━━━━━ The records

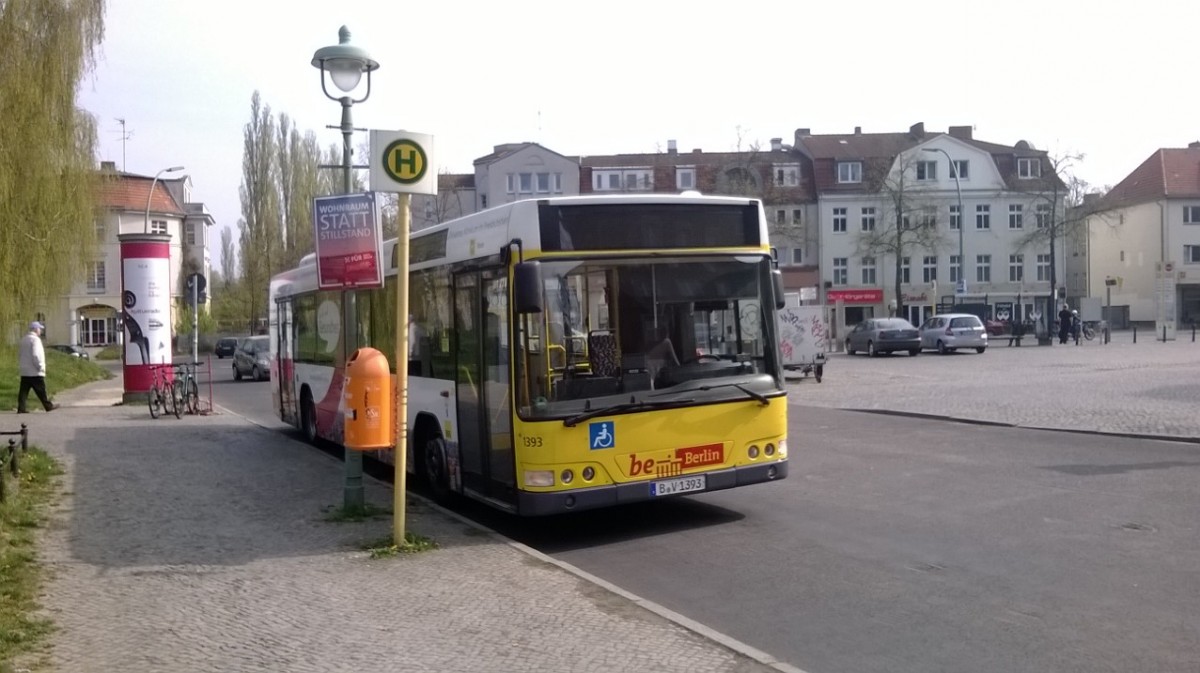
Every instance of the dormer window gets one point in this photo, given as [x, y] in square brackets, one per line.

━━━━━━━━━━
━━━━━ The records

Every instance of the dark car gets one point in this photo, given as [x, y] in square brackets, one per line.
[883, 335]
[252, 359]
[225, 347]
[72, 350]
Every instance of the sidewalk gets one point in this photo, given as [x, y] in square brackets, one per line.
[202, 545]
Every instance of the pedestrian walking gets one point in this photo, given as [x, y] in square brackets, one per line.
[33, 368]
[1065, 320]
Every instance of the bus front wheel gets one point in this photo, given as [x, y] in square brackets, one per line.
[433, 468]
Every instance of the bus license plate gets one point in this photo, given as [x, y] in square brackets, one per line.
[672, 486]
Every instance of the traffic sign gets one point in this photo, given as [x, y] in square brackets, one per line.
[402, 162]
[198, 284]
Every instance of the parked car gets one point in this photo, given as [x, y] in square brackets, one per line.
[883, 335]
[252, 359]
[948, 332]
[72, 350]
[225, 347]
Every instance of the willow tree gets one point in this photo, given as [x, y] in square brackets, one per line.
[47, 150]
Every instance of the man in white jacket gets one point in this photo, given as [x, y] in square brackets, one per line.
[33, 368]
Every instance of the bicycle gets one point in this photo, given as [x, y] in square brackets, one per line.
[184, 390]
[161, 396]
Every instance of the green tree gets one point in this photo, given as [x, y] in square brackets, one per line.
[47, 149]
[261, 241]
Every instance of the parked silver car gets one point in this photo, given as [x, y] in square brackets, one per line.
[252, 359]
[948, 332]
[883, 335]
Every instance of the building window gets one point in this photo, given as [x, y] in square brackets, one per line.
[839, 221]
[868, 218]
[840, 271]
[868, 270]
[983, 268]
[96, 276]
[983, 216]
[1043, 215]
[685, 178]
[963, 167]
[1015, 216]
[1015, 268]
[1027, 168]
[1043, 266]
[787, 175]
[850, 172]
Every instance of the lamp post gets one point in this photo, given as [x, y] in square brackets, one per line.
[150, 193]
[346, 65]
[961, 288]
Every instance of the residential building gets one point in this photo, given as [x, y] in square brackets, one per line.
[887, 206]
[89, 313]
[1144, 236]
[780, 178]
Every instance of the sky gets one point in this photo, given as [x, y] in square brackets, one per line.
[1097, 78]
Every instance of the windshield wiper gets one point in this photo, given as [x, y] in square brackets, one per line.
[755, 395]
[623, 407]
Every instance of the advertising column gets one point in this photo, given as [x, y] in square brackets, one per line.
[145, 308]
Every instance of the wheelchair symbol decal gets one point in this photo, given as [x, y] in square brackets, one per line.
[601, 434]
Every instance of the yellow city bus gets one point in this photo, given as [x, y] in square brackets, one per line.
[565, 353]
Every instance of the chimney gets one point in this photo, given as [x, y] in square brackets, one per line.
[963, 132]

━━━━━━━━━━

Problem description -
Locate each line in the entries above that holds the word "window" and copy those lines out. Case counts.

Solved problem -
Every instance of the dormer window gets one point in this photo, given as [x, y] in square brackets, one per line.
Every instance of the building window gets one point in this photo, given as [x, y] in square brackets, one per line.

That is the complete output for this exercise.